> _Material_:
_____

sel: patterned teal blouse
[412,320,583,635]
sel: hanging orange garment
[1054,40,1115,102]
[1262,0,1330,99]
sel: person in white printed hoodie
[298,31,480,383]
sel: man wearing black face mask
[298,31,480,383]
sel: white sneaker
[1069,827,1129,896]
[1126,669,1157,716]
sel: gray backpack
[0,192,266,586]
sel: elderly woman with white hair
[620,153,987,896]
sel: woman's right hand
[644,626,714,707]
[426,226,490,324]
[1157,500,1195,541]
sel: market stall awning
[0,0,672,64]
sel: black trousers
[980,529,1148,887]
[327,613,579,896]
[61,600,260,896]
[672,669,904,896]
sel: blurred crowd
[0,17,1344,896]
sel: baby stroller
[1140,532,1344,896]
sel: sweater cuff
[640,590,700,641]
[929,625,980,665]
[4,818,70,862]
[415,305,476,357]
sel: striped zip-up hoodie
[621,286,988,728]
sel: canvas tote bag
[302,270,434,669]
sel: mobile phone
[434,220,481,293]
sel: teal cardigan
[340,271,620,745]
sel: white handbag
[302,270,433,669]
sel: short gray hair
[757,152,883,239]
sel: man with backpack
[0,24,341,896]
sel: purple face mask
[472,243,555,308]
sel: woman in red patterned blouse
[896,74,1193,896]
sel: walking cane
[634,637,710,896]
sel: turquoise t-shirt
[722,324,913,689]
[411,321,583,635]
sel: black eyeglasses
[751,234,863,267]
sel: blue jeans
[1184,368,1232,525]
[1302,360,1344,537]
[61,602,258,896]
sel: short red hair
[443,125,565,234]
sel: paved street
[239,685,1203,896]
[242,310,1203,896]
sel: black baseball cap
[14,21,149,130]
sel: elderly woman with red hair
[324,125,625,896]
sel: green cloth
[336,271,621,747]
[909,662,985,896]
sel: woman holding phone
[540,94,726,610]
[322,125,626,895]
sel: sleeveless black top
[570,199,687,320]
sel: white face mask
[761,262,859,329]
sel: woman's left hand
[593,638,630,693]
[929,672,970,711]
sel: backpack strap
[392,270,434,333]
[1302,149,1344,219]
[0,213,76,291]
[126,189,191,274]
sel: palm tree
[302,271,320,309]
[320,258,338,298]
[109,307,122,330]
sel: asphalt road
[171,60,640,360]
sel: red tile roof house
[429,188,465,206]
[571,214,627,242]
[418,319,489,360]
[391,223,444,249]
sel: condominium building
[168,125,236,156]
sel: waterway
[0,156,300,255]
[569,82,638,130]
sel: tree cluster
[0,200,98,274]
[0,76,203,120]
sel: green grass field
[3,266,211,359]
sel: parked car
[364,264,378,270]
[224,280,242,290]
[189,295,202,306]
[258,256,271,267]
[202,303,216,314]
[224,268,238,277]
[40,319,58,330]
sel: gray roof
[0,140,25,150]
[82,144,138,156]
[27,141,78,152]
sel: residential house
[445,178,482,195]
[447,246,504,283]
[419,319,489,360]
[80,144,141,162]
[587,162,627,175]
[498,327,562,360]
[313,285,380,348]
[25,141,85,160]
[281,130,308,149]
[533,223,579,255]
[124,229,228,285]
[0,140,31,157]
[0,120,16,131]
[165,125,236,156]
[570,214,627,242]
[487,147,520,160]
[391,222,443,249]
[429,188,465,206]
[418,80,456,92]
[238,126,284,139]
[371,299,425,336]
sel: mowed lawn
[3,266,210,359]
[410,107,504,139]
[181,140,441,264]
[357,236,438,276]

_____

> _What to do_:
Can you resize the records from the start through the line that has "[109,307,122,330]", inclusive? Reproduce every line, requests included, and multiply each coordinate in the answers by 0.5, rounding to whole numbers with halves rounded up.

> _Exercise result_:
sel: patterned teal blouse
[206,160,292,318]
sel: hanging orange garment
[527,20,558,51]
[631,0,665,50]
sel: person in white printed hoodie
[149,16,240,192]
sel: man wearing black face mask
[149,16,240,192]
sel: white sneaker
[535,414,565,448]
[563,335,579,358]
sel: gray backpack
[0,96,133,293]
sel: elderly woman with white hair
[310,77,494,448]
sel: woman's right hand
[322,313,357,354]
[213,113,245,162]
[579,250,598,271]
sel: market stall awning
[0,0,336,32]
sel: black trousers
[490,265,574,444]
[164,307,290,448]
[31,300,130,448]
[336,335,452,448]
sel: blurred crowd
[0,9,672,448]
sel: baby stroller
[570,266,672,448]
sel: sweater cuff
[320,295,350,321]
[465,313,490,333]
[2,409,35,431]
[208,153,238,179]
sel: striped zip-up hoodie
[311,143,494,364]
sel: canvas tote bag
[151,135,217,335]
sel: mobile phone
[217,110,241,147]
sel: teal cardigan
[170,136,310,373]
sel: white handbag
[151,135,217,335]
sel: short gray hair
[379,76,442,120]
sel: man with backpack
[0,12,171,448]
sel: purple face mask
[236,122,278,154]
sel: woman in red patterned blouse
[448,37,597,448]
sel: walking cane
[317,319,355,448]
sel: turquoise t-shirt
[361,162,457,345]
[206,161,292,318]
sel: black eyeglasses
[376,117,432,134]
sel: blue jeans
[592,184,616,263]
[651,180,672,269]
[31,301,129,448]
sel: short red hair
[222,63,283,117]
sel: paved street
[120,343,602,448]
[121,155,602,448]
sel: black baseball cap
[7,11,75,65]
sel: elderly woman with red hair
[162,63,313,448]
sel: green cloth
[168,136,311,374]
[455,331,493,448]
sel: woman holding phone
[270,47,363,305]
[161,63,313,448]
sel: sleeveless black top
[285,100,344,160]
sel: white face mask
[381,131,430,165]
sel: woman's left hand
[297,319,315,347]
[465,336,485,356]
sel: backpack strap
[196,135,217,167]
[651,75,672,110]
[0,107,38,146]
[63,95,96,137]
sel: palm tree
[151,136,160,155]
[160,129,169,149]
[55,154,61,165]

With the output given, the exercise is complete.